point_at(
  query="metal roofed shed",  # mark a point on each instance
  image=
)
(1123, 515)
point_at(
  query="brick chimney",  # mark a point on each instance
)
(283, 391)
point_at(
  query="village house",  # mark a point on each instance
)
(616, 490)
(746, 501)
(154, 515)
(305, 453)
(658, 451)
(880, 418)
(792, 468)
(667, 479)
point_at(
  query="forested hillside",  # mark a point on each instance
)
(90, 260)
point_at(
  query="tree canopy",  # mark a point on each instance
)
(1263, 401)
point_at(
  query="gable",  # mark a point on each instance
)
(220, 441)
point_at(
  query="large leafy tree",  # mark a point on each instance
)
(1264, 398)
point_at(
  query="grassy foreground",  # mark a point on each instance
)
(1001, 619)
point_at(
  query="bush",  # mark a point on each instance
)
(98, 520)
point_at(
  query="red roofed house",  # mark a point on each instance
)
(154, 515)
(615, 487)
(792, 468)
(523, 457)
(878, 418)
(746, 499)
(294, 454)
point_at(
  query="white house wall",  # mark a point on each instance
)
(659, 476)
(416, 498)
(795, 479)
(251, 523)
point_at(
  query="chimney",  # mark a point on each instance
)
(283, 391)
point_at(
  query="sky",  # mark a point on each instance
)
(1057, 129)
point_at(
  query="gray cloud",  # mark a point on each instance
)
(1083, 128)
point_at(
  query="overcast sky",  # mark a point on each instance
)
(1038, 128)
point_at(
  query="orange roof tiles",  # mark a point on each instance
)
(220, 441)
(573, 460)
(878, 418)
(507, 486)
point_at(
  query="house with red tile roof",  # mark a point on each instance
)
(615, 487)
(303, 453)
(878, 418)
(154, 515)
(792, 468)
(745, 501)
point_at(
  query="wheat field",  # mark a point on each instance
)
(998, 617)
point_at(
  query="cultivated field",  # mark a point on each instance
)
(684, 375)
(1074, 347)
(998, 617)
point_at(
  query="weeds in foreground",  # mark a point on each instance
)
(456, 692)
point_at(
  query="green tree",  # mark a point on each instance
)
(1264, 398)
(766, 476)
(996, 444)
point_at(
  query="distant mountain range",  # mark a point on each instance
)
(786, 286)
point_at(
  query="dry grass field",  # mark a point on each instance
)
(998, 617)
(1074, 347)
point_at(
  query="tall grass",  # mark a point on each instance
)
#####
AIM OF THE TASK: Copy all the records above exactly, missing none.

EXERCISE RESPONSE:
point_at(
  query="metal roofed shed",  # mark a point on each instance
  image=
)
(1123, 515)
point_at(
  query="brick chimney",  # mark a point on each instance
)
(283, 391)
point_at(
  query="village house",  # mark a point on each instance
)
(616, 490)
(746, 501)
(154, 515)
(305, 453)
(658, 451)
(880, 418)
(792, 468)
(667, 479)
point_at(
  query="forested hillside",  # mark a point on each instance
)
(90, 260)
point_at(
  query="tree canopy",  # mark a point on each instance
)
(1263, 401)
point_at(
  query="gable",  # mark a point on each instance
)
(220, 441)
point_at(
  query="large leafy tree",  # mark a point on each instance
)
(1264, 398)
point_at(
  query="grassy foreground",  # mark a point on each instance
)
(1001, 619)
point_at(
  query="bush",  # mark a point on each instance
)
(98, 520)
point_at(
  query="red roofed house",  # mark a point on each instance
)
(154, 515)
(615, 487)
(792, 468)
(523, 457)
(878, 418)
(746, 499)
(294, 454)
point_at(
  query="white house wall",  # mark a point on each instance
)
(659, 476)
(416, 498)
(795, 479)
(251, 523)
point_at(
  query="chimney",  # mark a point on each instance
)
(283, 391)
point_at(
  query="sky",  # mark a point on each instance
)
(1057, 129)
point_at(
  query="gray cloud",  # mark a point on each instance
)
(1083, 128)
point_at(
  query="overcast sky",  # mark a point on each instance
)
(1038, 128)
point_at(
  query="orange roof tiles",  # mark a point on each instance
)
(220, 441)
(573, 460)
(878, 418)
(507, 486)
point_at(
  query="house with red tile roof",  # mark a point on each instance
)
(615, 487)
(303, 453)
(878, 418)
(154, 515)
(792, 468)
(745, 501)
point_at(
  query="wheat field",  # mark a point on each instance
)
(998, 617)
point_at(
  query="cultivated field",  # mark a point on each instance
)
(684, 375)
(1074, 347)
(998, 617)
point_at(
  query="weeds in foreground",  # mark a point on each instance
)
(456, 692)
point_at(
  query="green tree",  # mark a point on each instance
)
(1264, 398)
(766, 476)
(996, 444)
point_at(
  query="distant mountain range",  # mark a point on each instance
)
(786, 286)
point_at(
  query="dry grass field",  # mark a point on each instance
)
(998, 617)
(1074, 347)
point_at(
  query="tall grass",  # mark a point on each instance
)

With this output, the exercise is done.